STATED EXERCISE
List each line in the entries below that contains the string "target".

Labeled contour entries
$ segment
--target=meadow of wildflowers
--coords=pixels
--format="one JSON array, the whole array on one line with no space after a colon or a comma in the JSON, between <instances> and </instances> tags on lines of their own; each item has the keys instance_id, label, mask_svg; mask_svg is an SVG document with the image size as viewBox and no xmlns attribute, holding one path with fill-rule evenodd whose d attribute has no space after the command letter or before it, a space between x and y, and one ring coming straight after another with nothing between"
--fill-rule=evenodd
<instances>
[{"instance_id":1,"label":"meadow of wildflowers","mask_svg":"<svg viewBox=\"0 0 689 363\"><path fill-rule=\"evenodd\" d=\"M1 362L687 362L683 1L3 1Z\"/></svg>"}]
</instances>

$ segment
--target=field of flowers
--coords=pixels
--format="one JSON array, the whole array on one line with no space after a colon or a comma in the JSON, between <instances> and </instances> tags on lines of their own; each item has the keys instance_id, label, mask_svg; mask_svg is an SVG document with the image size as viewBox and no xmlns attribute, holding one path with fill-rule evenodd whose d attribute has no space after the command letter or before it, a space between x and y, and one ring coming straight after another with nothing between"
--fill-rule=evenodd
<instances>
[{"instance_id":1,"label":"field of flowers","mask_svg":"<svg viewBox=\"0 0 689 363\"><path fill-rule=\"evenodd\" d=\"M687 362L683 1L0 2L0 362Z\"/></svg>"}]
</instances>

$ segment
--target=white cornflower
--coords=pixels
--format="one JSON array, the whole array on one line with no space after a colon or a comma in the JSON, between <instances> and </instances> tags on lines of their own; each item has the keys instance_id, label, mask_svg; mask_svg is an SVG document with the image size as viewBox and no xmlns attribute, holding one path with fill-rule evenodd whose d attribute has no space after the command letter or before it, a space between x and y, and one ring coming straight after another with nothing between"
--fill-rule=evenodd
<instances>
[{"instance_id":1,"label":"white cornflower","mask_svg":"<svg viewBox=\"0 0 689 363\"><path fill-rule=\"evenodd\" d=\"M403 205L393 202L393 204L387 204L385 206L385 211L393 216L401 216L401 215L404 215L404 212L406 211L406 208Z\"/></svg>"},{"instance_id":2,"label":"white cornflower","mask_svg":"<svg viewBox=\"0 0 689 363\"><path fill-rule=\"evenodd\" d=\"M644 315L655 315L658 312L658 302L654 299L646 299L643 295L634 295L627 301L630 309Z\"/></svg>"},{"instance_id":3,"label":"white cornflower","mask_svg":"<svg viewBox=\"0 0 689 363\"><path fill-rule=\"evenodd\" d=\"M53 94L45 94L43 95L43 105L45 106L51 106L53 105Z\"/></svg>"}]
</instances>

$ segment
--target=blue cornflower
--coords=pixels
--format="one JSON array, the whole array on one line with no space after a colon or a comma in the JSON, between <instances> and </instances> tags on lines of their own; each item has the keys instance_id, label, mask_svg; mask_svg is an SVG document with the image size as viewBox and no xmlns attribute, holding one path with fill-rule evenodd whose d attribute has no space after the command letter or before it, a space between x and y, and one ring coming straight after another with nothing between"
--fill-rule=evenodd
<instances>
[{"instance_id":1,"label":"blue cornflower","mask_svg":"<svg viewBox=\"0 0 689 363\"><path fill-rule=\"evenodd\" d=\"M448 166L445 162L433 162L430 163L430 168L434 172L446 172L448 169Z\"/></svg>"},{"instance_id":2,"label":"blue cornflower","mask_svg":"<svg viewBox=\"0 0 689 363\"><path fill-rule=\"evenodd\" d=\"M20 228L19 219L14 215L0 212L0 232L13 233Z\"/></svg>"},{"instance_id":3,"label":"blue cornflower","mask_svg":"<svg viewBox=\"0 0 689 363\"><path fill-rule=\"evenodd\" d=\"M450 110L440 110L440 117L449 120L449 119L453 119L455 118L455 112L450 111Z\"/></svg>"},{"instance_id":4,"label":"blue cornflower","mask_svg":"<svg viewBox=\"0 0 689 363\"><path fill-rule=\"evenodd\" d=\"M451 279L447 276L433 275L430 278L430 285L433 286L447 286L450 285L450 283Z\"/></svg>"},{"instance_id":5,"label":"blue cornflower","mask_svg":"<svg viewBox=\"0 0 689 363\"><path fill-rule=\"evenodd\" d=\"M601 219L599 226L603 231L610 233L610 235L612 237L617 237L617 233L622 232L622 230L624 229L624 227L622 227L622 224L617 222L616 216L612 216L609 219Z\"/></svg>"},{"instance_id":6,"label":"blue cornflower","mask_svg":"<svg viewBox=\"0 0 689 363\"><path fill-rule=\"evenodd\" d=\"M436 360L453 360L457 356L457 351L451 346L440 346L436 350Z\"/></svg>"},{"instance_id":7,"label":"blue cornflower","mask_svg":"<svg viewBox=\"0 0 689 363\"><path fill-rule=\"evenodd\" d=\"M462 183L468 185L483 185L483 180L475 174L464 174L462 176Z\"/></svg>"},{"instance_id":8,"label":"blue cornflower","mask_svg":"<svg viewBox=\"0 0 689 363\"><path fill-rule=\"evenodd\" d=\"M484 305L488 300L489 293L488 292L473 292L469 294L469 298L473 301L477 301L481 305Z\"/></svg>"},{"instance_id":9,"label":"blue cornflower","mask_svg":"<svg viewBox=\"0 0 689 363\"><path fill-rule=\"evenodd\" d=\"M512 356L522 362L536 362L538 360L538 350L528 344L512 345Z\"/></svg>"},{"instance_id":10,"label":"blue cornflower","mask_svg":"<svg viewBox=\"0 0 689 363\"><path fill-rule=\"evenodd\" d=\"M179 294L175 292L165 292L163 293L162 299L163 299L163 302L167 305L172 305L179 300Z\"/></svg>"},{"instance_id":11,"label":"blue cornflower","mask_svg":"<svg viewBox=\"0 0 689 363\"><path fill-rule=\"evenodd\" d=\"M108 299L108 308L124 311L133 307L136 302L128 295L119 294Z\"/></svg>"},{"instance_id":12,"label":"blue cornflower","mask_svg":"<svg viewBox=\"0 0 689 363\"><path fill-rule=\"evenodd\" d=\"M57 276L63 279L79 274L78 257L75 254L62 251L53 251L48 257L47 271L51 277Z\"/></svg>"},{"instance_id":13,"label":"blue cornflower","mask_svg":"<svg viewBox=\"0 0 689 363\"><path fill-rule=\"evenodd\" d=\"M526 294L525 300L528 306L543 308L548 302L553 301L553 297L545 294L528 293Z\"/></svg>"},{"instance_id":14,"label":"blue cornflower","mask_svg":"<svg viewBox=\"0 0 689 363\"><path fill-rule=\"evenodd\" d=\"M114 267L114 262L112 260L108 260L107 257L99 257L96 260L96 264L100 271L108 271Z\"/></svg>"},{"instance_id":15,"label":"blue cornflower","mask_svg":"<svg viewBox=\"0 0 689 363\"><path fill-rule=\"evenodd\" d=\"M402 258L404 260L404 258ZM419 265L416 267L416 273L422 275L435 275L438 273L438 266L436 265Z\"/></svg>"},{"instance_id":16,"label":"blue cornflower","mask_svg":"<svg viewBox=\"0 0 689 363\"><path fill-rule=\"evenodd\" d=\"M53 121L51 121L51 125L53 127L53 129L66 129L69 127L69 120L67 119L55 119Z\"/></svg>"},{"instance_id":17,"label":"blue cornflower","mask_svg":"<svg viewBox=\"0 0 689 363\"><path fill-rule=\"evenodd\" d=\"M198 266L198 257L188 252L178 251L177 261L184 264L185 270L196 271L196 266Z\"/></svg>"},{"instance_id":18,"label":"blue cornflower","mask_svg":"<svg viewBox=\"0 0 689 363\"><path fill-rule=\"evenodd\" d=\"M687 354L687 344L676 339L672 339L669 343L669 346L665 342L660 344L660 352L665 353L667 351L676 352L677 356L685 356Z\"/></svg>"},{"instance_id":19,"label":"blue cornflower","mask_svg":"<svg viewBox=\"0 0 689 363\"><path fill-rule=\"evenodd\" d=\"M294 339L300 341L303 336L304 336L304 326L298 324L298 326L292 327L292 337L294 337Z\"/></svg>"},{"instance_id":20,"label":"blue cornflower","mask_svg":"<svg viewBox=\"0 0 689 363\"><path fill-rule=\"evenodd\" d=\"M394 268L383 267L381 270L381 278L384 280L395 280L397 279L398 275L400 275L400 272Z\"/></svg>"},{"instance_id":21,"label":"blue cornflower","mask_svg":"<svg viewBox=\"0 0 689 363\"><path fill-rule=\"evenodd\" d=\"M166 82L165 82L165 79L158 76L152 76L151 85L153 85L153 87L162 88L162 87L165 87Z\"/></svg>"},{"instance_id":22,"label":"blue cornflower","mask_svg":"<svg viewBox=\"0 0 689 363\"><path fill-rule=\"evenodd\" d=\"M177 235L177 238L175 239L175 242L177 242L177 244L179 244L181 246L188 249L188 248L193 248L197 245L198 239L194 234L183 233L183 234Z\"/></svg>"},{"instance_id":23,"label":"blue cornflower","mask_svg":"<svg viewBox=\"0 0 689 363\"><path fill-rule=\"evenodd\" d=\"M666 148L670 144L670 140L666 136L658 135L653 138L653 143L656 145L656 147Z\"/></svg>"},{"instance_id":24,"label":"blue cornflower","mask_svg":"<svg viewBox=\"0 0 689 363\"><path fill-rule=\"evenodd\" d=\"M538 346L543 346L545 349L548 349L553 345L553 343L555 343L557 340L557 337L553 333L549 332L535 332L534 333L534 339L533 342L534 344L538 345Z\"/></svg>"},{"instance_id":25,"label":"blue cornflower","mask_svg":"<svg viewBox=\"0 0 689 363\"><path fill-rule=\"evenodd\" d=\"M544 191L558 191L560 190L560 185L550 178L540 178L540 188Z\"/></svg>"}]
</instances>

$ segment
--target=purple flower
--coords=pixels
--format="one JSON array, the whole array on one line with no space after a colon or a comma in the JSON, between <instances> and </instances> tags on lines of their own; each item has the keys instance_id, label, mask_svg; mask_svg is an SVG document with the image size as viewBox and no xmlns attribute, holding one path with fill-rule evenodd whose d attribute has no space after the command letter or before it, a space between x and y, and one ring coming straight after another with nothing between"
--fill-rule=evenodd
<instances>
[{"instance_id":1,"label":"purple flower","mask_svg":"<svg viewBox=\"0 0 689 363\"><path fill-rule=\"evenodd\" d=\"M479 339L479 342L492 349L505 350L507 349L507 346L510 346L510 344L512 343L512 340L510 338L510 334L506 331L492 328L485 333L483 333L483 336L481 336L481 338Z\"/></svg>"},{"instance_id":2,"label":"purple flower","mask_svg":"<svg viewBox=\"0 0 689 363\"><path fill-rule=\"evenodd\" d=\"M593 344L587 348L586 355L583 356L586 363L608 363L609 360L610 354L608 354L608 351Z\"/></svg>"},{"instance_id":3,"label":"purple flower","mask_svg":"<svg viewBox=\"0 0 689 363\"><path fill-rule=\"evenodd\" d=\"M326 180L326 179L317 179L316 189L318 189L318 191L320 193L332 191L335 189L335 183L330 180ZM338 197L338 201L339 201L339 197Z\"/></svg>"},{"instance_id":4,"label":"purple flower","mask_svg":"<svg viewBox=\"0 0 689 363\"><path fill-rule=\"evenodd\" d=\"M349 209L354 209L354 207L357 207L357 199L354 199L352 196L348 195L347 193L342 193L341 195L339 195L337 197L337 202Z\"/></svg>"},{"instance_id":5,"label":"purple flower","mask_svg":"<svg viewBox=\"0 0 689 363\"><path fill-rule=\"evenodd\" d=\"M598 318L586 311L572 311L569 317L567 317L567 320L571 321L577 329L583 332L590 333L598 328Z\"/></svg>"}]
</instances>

THE SOLUTION
--target=meadow of wildflowers
--target=field of flowers
--target=white cornflower
--target=blue cornflower
--target=purple flower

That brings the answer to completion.